→ **EXCERPT**
□ □ □ □

High Stakes on the Dakota Plains
If a visitor to South Dakota desires a crash course in the nuances of provincial prairie politics, all one has to do is stand on the banks of the Mighty Mo and pivot the head from east to west.
Stretched out from Pierre, the state capital, clear to the border with Minnesota, are section after section of pheasant-laden cornfields, small family farms, and the grandchildren of Scandinavian immigrants who speak in a thick Midwestern brogue. The heart of what some consider Tim Johnson country.
In the other direction, from the Missouri River to Wyoming, are endless buttons of high plains sagebrush, cattle ranches, timber and minerals on federal lands in the Black Hills, and an economy based on natural-resource extraction that is to the liking of Larry Pressler.
Tomorrow, voters from both sides of South Dakota will sort out the topographical dichotomy by selecting a US senator who will help guide their sparsely populated state into the next century.
The choice is between three-term incumbent Republican Senator Pressler and five-term Democratic Representative Johnson in what figures to be one of the most closely watched races on election night.
The two leading presidential candidates made stops here in the precious last days (Bob Dole on Saturday, President Clinton today) of their campaigns to bolster Pressler and Johnson, respectively.
Democrats see a chance to topple a powerful GOP Senate chairman. Pressler has been a key Dole ally in the Senate, but polls show him as vulnerable. His opponent, Johnson, has represented the sole House seat in the state and has won each of his terms with at least 59 percent of the vote.
By the time it's all over, Pressler forces will have spent an estimated $5 million while Johnson's campaign total will surpass $3 million, making this contest one of the most expensive, per capita, ever waged in the history of the Senate. South Dakotans also bemoan the fact that, by the standard of civility in their state, this race will be remembered as one of the nastiest.

□ □ □ □

→ **DATA BLOCK**
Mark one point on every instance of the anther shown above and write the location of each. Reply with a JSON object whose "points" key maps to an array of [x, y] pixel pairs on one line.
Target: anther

□ □ □ □

→ **WHAT THE TASK REQUIRES**
Reproduce the passage of the South Dakota Senate race article above, starting at "High Stakes on" and ending at "east to west.".

→ **EXERCISE RESULT**
High Stakes on the Dakota Plains
If a visitor to South Dakota desires a crash course in the nuances of provincial prairie politics, all one has to do is stand on the banks of the Mighty Mo and pivot the head from east to west.